Adam: Also though, if you're at State Farm and what you want to know is, "What have other people like State Farm tried to do to get better at leveraging technology to do insurance?" I've been at five other insurance companies in the last decade and I can tell you how what they did and what worked and what didn't work. And I can point you in the direction of where success lives.
I can't tell you precisely what to do, because I am not State Farm. I don't have that domain expertise so I can't actually fix it for you.
I can help you move that way, and I can remind you that it won't be an outsider, it won't be me that's going to fix that. I's going to be you that fixes it, and my job is to get you to a place where you realize that.
Charity: How do you inspire people to want to make the changes?
Adam: First off, you just ask them if they like where they are, and if they want it to be different or not. And I mean, the answer to that is, "Yes," but then the next piece is that it's a little like telling someone that they could go to Mars and no one's ever been to Mars.
Let's assume that we have a Martian colony, and in our little analogy Facebook or Google or whatever is the Martian colony.
Rachel: Isn't Las Vegas on Mars? Looks like it's on Mars.
Adam: You have led directly into my analogy. So, you're wherever you are, and you've never been to Mars, but you know there are people on Mars. And you're like, "But I've been to Utah," or, "I've been to Nevada. Is that like Mars?" And you're like, "I mean, kind of, in that there's rocks, and it's dry, I guess."
But no, it's nothing like Mars. And so the first thing you have to get, is very quickly you have to get people out of the environment they're in and have them spend a minute building something, anything, in the way that people who work and have this experience of the big web have.
So, how quickly can I get you to know what it feels like to be on Mars? And your first moment after you feel that is like, "Oh, that felt good." And you're like, "Yeah, you want that again?" And they're like, "Yeah." And you can ask them.
You could be like, "Hey, do you want to go back to the way you worked the day before?" And they'll be like, "Never again. No. Never, ever, ever." And they're like, "Okay, well can you do what you just did inside of your company?" And they're like, "No." And it's because there's this huge list of obstacles between you and that outcome. There's corporate proxies, and firewall rules, and network teams, and all sorts of stuff in between you.
So then, their bosses and their executive sponsors have to get to a place where they too have seen that their people can do that work at that rate of speed, and that they can exist in that way. And then you start saying, "Well you know you can do it because you did it. When we were in this hotel room together, you did it. You know that you can get to Mars. So, let's go do it." Now we have to go knock all these obstacles down.
When you do the reverse, and we tried this for years, or you just start arguing about why the obstacles don't matter, you get murdered. The whole organization will rise up and just find you and kill you in the night.
Rachel: That's one of the best descriptions of moments to joy I've ever heard.
Rachel: What is the appetite in the enterprise for this new generation of software development? Which is much more agile and responsive, and where you can push out features very quickly, and A/B test features with different populations.
################
● **Task statement**:
Carry on the conversation above about bringing modern software practices into large companies, picking up right after its last sentence.

● **Information provided**:
################
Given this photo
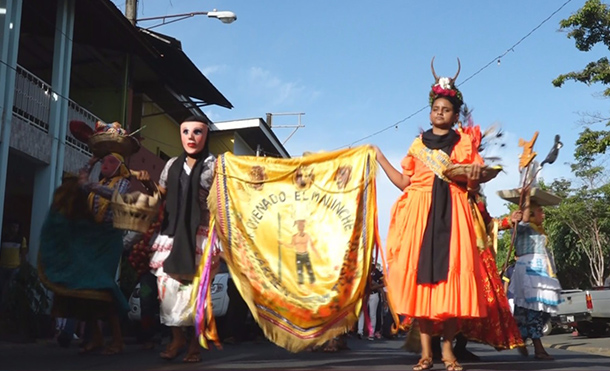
################
● **Written answer**:
Do you see traditional enterprise looking at those kinds of development methodologies with lust or thirst in their eyes?
Adam: Yes. The issue though, is that they've never been to Mars. So, the vocabulary gets adopted so quickly.
Adam: It takes no time at all. Observability is a good example. I don't know how long it's going to be before somebody who is running, I don't know, CA's monitoring stack from 15 years ago. I don't even know the name of the product, I'm just assuming they had one.
Rachel: Unicenter TNG?
Adam: There we go. It tells me that they don't need to do observability because they have Unicenter TNG. That's their observability answer. And if it hasn't happened already, it's like, 3, 2, 1.
You see with Agile, where you go in and everybody's like, "I haven't met an enterprise in the last decade who didn't tell me that they did Agile software development." The number of those enterprises, who if I went to a software developer inside their teams and said, "Hey, tell me the story of why you're building what you're building today. Tell me the reason. What's the impact?"
And they can't do it. They got nothing. But the vocabulary of Agile, it's all there. We're doing Scrums and backlogs, and we're doing it all. But, it's not.
The risk is that the appetite is there, the hunger is there. But the confidence gap is real.
And so when somebody shows up and tells you, "Hey, I'll teach you Agile." OK. Who's teaching you? And what did you learn, and what was that experience like?
I think the appetite is there. I think the skills to do it in a really incredible way is there. I think the magical combination of appetite, and skills, and guidance hasn't hit in a large enterprise yet. Next three years it will, someone's going to pop.
Charity: What do you think is driving the actual need for it?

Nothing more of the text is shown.